- [Challenge]
Please revise the material below so that "row-crop scouting" becomes "field scouting" everywhere, with nothing else changed. Leave the pictures out of your version.

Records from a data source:
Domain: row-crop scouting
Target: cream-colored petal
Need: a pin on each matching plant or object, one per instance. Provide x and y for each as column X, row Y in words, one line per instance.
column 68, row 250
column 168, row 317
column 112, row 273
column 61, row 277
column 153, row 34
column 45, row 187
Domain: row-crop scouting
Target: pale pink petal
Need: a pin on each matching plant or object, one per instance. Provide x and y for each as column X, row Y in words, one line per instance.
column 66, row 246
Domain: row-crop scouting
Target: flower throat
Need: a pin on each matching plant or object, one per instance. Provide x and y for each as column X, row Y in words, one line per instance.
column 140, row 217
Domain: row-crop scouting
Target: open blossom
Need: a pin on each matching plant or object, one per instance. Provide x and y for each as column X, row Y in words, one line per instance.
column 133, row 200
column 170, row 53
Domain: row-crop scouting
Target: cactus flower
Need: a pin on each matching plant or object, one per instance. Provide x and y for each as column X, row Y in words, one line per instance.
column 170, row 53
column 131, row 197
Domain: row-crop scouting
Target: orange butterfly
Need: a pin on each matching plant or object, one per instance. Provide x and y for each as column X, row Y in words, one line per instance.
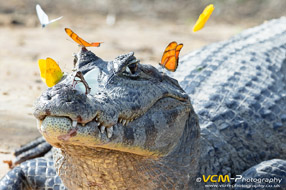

- [Response]
Domain: field scouting
Target: cream-colored petal
Need: a pin on each matching plant or object, one per instance. Provide x and y for each as column X, row Y in words, one line per instance.
column 68, row 250
column 168, row 317
column 112, row 273
column 61, row 277
column 153, row 34
column 45, row 187
Domain: field scouting
Target: pale pink petal
Need: a pin on each matching plant or object, one per instance. Provide x and y for each as column X, row Y in words, one line per instance.
column 66, row 246
Domain: field scouting
Target: flower throat
Need: a pin on each matching plant or object, one per instance. Provide x and y for each as column X, row Y in words, one line per instance.
column 140, row 217
Domain: field scouting
Target: open blossom
Need: a pin on each matching plant or object, one per instance. Provide x and y for each as column X, row Y in words, one line per instance.
column 133, row 200
column 170, row 53
Domain: field scouting
Target: cactus flower
Need: a pin on each matching plant or object, one per instance. Provide x and y for each as column X, row Y in words, one line per instance.
column 170, row 53
column 131, row 197
Domain: field scouting
Target: orange butterfly
Need: a pin on each matching plant or object, one per instance. Provide x and y for each as column X, row Y in words, one line per instance.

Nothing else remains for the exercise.